You probably missed it, and Apple Computer probably hopes you missed it, especially if you read the news while listening to an iPod, but buried in last February’s business news was a blip about a visit by Apple’s Chief Operating Officer, Tim Cook, to the Foxconn Technology Group factory in Shenzhen, China. Foxconn is where Apple manufacturers its iPod. Cook went to Foxconn to look into why 11 workers at the factory committed suicide.
Most of the 11 workers killed themselves by jumping from Foxconn’s high-rise dormitories. To prevent more suicides Apple recommended hiring counselors, opening a care center, and installing nets. Why nets? I presume because working conditions can’t be improved enough to prevent workers from trying, and the best Foxconn can do is catch workers when they try.
Companies like Apple manufacture their products in China because, if you ignore workers’ rights and well-being, manufacturing in an authoritarian police state has distinct advantages. Workers are either docile or unemployed. Their wages are low. Pesky environmental regulations don’t apply. Union organizing is almost unheard of. The state-controlled media doesn’t report about workplace safety violations or worker-management relations because China — but I mentioned this already — is an authoritarian police state.
I believe most Americans who groove to music coming from an iPod would like to groove safely without having to fear whether the people who made the device are prematurely dead, and to that end, I would like to propose a sticker system for imported Chinese electronics similar to the one used to identify fruit and vegetables in the United States.
You can, by examining the sticker on a vegetable or piece of fruit, tell whether it was grown organically (it has a five-numeral code beginning with 9), it was grown conventionally (a four-numeral code), or it was genetically modified (a five-numeral code beginning with 8). The Produce Marketing Association devised this sticker system to speed checkout lines at supermarkets, but shoppers can also use the codes to make better purchasing choices.
Suppose there were a similar sticker system for electronic goods made in China? You could look at the sticker on the back of an electronic device and learn about the conditions under which it was manufactured. A numeral code beginning with 8, say, would mean that workers committed suicide where the device was made; a 9 would mean that working conditions are deplorable and wages extremely low, but no worker had yet succumbed to despair and jumped from his or her high-rose dormitory window; a 7 would mean that factory managers were kind enough to install nets for workers who jump.
You get the idea. In time, the sticker system could help Chinese workers, as American shoppers take into account the working conditions under which Chinese products are made, and factories scramble to improve working conditions in order to satisfy the discriminating American shopper. American shoppers care about Chinese workers, don’t they? That is the real question. American companies aren’t the only ones who are indifferent to the rights and well-being of Chinese workers. The American shopper is too.
:::
▶ Task instructions
• A. In the essay on Apple and Foxconn, what three steps did Apple recommend to prevent more suicides?
• B. Summarize the essay on Apple and Foxconn in two sentences.
The lines that come next have no connection to the essay.

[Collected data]
:::
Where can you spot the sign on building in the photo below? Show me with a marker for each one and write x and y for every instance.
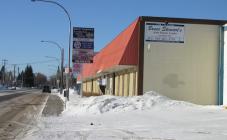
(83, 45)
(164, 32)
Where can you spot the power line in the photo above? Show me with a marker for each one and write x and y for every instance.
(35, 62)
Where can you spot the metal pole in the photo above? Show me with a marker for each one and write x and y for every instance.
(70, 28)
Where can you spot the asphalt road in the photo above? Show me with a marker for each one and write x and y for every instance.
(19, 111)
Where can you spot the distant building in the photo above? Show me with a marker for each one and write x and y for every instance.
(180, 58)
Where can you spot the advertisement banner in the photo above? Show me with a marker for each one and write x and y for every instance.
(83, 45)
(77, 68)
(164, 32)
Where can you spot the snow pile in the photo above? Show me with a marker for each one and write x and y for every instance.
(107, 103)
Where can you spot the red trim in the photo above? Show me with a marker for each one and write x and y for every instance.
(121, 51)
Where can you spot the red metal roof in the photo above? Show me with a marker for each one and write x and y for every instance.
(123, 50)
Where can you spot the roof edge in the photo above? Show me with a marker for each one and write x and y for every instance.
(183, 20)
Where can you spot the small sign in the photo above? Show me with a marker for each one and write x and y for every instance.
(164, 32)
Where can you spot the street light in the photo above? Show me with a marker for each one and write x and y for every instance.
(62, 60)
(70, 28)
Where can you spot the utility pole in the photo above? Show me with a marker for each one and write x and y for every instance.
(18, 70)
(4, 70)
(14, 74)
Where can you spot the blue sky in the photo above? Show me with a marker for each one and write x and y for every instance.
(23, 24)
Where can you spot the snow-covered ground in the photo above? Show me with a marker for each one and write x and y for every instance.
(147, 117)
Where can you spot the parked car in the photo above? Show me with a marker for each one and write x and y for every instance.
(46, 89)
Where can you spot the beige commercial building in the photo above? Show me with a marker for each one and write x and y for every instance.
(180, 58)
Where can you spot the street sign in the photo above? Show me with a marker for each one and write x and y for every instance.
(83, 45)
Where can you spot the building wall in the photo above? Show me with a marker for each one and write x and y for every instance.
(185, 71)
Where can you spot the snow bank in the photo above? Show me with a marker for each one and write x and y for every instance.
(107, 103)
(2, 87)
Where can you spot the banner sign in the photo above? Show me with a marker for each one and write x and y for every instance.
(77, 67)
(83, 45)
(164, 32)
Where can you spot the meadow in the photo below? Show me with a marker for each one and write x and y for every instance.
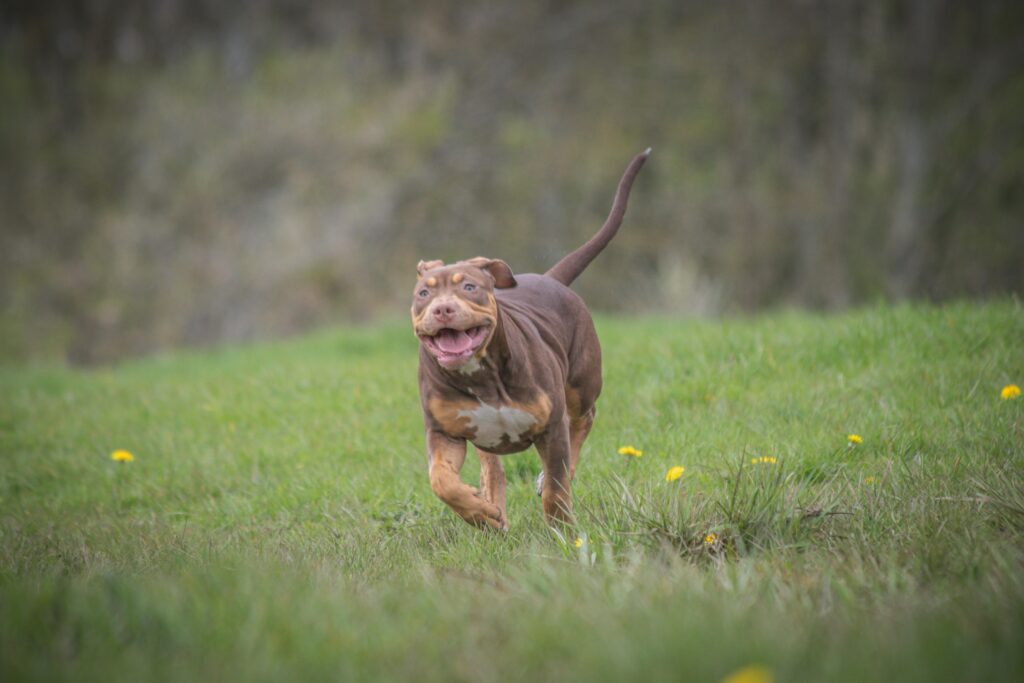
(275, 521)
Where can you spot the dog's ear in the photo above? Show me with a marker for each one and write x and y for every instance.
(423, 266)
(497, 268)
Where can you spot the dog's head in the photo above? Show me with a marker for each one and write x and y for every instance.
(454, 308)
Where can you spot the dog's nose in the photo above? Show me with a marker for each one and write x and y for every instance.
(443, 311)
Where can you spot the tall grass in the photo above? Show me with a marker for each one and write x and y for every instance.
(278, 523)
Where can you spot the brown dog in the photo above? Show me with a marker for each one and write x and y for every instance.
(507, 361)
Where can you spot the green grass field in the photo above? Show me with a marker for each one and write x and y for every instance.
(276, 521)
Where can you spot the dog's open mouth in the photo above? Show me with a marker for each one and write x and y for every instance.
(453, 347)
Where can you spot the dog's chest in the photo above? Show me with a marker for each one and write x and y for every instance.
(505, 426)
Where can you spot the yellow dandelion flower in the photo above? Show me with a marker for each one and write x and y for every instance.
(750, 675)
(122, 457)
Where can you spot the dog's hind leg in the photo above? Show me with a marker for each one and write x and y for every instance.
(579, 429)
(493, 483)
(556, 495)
:::
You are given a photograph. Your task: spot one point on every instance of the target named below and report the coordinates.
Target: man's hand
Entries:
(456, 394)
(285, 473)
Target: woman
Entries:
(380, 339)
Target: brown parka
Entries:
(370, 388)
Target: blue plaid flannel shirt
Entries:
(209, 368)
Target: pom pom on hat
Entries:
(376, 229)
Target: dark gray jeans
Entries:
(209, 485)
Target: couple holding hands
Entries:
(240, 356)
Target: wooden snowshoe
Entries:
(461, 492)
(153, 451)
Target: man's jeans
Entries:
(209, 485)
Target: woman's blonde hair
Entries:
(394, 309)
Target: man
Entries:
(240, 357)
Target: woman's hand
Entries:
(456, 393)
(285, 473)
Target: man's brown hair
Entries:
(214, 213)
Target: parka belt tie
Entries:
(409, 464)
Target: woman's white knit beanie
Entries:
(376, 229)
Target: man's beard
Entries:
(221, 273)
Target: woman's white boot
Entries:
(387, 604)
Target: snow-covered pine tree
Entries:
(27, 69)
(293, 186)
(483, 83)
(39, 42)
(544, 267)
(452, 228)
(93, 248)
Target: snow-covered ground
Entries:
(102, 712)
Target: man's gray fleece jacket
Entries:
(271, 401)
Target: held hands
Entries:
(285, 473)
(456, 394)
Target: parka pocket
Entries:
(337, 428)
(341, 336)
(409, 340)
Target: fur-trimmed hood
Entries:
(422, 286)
:::
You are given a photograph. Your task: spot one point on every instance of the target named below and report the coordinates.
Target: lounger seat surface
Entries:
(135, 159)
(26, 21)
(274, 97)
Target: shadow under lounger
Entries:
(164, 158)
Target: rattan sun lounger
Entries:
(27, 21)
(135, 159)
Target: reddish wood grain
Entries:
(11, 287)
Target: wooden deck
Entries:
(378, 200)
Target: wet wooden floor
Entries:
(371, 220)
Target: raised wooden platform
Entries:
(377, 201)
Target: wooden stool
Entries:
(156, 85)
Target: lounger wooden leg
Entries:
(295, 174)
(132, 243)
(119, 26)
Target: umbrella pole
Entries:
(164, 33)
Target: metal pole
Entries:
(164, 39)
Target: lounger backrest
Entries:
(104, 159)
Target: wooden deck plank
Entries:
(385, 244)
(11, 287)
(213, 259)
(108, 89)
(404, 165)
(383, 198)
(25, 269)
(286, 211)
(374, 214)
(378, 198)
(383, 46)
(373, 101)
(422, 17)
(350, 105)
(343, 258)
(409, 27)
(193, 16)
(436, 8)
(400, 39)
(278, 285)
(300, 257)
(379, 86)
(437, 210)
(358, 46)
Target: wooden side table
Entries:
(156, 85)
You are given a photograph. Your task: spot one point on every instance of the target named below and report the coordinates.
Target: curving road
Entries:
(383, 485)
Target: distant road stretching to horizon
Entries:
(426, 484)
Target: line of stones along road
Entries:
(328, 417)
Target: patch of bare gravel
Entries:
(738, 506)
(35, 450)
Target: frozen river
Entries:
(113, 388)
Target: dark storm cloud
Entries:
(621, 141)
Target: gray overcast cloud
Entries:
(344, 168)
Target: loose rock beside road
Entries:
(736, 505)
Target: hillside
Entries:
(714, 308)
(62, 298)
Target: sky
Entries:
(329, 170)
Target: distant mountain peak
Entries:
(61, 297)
:::
▶ Outputs in order
• A. Hiring counselors, opening a care center, and installing nets.

• B. After 11 workers at the Foxconn factory in Shenzhen, where Apple makes its iPod, committed suicide, Apple recommended counselors, a care center, and nets. The writer proposes a sticker system for imported Chinese electronics, modeled on produce stickers, that would show the working conditions where a device was made, but argues that American shoppers, like American companies, are indifferent to Chinese workers.